An Investigation of Principles, Care Strategies and Theories Related to Social Care Practice
This section provides a summative assessment of the principles, care strategies and theories that direct social care work within the UK. Specifically, the application of support principles, procedures for protecting clients from harm and the advantages of utilising a person-centred approach in working with clients are discussed. Additionally, ethical issues, applicable policies, legislation issues and regulation and the impacts of existing policies are presented in relation to providing social care.
Applications of Support Principles
Ensuring that individuals are properly cared for in health and social care requires the application of a number of support principles. Examples of these support principles include equity in the provision of care, universality in its accessibility and providing multiple financial options for individuals of all backgrounds (Alcock, Daly & Griggs, 2008). As the individuals who require health and social care services differ in their ethnic, cultural, social and socioeconomic backgrounds, these support principles are pivotal in meeting the needs of the greatest percentage of the population (Alcock et al., 2008). Valuing diversity and providing support for families of varying backgrounds is a critical component of UK health and social care policy (Alcock et al., 2008).
Procedures for Protecting Clients from Harm
Protecting clients from harm is another important consideration for social care home managers within the UK. Generally, clients taking advantage of social care services are in vulnerable positions, and face financial, psychological or medical difficulties that make them prone to potential harm or abuse (Alcock, May & Rowlingson, 2008). The practise of safeguarding social care receivers is critical to preventing such abuse (Alcock et al., 2008). Current National Health Service (NHS, 2012) policy mandates that health and social care workers adhere to strict procedures for preventing neglect or abuse. Practitioners are held accountable for the services they provide, as well as their efforts to empower clients, protect their confidentiality and basic human rights and taking any additional measures necessary to protect vulnerable clients (NHS, 2012).
Benefits of the Person-Centred Approach
The person-centred approach guides all current UK health and social care practice (Edwards, 2012). This model of care, based on the early therapeutic work of Carl Rogers, emphasises protecting the individual rights of clients, and making decisions in a manner that best meets their unique needs (Moon, 2008). While this term is used frequently in other health and social care systems, many find themselves actually relying on financial and political considerations when planning care (Moon, 2008). The NHS prides itself on placing client satisfaction in the spotlight and enacting legislation that protects this person-centred approach, such as the Human Rights and Equality Acts (NHS, 2012). The advantages of this model range from increased client satisfaction, the ability to reach individuals from a diverse range of ethnic and financial backgrounds and more effective case outcomes (Edwards, 2012).
Ethical Dilemmas and Conflicts
Health and social care is a field rife with potential ethical dilemmas and conflicts.

Stored items:

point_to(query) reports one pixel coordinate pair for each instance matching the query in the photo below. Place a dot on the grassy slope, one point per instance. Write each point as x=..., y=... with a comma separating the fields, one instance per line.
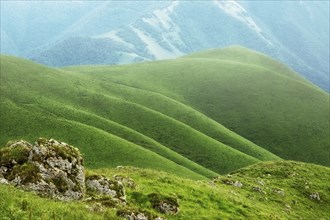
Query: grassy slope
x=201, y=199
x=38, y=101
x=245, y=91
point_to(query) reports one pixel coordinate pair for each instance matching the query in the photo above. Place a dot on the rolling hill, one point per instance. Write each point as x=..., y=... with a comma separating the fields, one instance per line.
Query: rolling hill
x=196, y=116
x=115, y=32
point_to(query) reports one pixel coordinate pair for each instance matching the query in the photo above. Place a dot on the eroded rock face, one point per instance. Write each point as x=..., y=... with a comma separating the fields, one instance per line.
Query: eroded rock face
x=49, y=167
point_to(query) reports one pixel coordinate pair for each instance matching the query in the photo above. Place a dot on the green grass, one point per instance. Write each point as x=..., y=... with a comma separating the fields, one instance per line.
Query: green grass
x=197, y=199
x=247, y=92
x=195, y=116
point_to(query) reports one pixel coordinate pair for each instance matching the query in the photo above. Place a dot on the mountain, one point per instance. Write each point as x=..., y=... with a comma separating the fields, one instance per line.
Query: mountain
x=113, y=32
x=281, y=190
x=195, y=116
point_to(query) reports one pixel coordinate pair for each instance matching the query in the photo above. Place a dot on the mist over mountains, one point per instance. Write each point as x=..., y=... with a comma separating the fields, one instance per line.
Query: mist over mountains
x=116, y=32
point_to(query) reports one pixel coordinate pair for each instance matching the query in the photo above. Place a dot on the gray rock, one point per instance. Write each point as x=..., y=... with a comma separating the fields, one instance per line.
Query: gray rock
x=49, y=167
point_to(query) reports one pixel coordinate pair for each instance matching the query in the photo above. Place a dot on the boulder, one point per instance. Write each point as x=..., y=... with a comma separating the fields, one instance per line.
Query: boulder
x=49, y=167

--

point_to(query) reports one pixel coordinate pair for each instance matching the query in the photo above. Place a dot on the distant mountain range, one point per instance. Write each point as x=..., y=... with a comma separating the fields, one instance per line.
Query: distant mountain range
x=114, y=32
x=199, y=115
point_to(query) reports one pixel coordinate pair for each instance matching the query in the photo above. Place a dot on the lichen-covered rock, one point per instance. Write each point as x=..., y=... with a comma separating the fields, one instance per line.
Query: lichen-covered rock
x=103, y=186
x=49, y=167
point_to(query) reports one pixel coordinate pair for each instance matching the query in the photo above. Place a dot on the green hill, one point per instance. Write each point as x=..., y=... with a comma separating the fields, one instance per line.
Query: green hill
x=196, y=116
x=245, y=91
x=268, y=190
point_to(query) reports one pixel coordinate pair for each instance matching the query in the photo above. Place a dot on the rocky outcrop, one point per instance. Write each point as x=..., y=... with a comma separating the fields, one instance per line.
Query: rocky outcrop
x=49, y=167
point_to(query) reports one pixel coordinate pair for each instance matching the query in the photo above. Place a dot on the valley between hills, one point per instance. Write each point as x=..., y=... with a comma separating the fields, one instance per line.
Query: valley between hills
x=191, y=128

## Exercise directions
Write out the social care text from "Applications of Support" to "policy (Alcock et al., 2008).", switching "equity" to "fairness".

## Response
Applications of Support Principles
Ensuring that individuals are properly cared for in health and social care requires the application of a number of support principles. Examples of these support principles include fairness in the provision of care, universality in its accessibility and providing multiple financial options for individuals of all backgrounds (Alcock, Daly & Griggs, 2008). As the individuals who require health and social care services differ in their ethnic, cultural, social and socioeconomic backgrounds, these support principles are pivotal in meeting the needs of the greatest percentage of the population (Alcock et al., 2008). Valuing diversity and providing support for families of varying backgrounds is a critical component of UK health and social care policy (Alcock et al., 2008).